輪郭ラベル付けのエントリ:
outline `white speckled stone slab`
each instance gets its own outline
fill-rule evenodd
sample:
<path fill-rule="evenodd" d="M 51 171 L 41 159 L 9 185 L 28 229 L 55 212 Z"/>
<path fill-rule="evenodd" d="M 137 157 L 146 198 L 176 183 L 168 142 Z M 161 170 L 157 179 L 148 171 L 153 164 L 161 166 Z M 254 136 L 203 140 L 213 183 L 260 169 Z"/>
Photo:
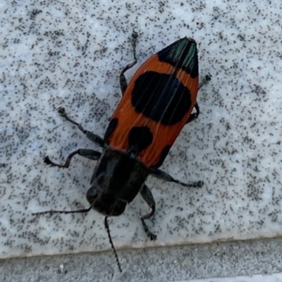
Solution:
<path fill-rule="evenodd" d="M 200 189 L 149 178 L 157 208 L 137 197 L 110 220 L 116 248 L 142 248 L 282 233 L 282 4 L 205 1 L 2 1 L 0 3 L 0 257 L 109 249 L 102 215 L 44 215 L 89 206 L 97 148 L 56 113 L 64 106 L 103 136 L 118 103 L 118 77 L 132 60 L 128 37 L 139 34 L 138 65 L 184 36 L 198 42 L 200 118 L 185 127 L 163 167 Z M 205 4 L 204 4 L 205 3 Z M 137 68 L 137 67 L 136 67 Z M 136 68 L 128 72 L 128 78 Z"/>

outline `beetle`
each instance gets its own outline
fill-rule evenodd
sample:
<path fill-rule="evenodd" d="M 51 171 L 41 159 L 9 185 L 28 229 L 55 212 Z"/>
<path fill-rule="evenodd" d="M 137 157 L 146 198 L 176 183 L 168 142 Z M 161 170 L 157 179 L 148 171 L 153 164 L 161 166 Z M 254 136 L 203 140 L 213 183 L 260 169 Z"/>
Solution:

● **課題**: 上のデータ全体で「sample」を「example」に置き換えて更新し、ほかは何も変えずに示してもらえますか？画像は答えに含めないでください。

● **解答**:
outline `white speckled stone slab`
each instance gets its own outline
fill-rule evenodd
example:
<path fill-rule="evenodd" d="M 51 171 L 41 159 L 9 185 L 28 229 L 55 212 Z"/>
<path fill-rule="evenodd" d="M 137 157 L 146 198 L 176 183 L 168 142 Z M 161 170 L 157 179 L 148 171 L 153 164 L 161 166 Z M 254 136 L 203 140 L 213 183 L 260 169 Z"/>
Photo:
Solution:
<path fill-rule="evenodd" d="M 200 189 L 149 178 L 157 208 L 137 197 L 110 220 L 116 248 L 142 248 L 282 233 L 282 4 L 205 1 L 2 1 L 0 3 L 0 257 L 109 249 L 102 215 L 44 215 L 89 206 L 97 148 L 56 113 L 64 106 L 103 136 L 118 103 L 118 77 L 132 60 L 128 37 L 139 34 L 138 65 L 184 36 L 198 42 L 200 118 L 185 127 L 163 167 Z M 205 4 L 204 4 L 205 3 Z M 137 68 L 137 67 L 136 67 Z M 136 68 L 128 72 L 128 78 Z"/>

outline `beetle`
each instance gets its own outline
fill-rule evenodd
example:
<path fill-rule="evenodd" d="M 51 171 L 41 159 L 9 185 L 28 229 L 55 212 Z"/>
<path fill-rule="evenodd" d="M 137 157 L 146 198 L 176 183 L 168 142 Z M 161 170 L 157 179 L 148 171 L 153 164 L 161 166 Z M 254 136 L 203 140 L 213 183 L 260 169 Z"/>
Solution:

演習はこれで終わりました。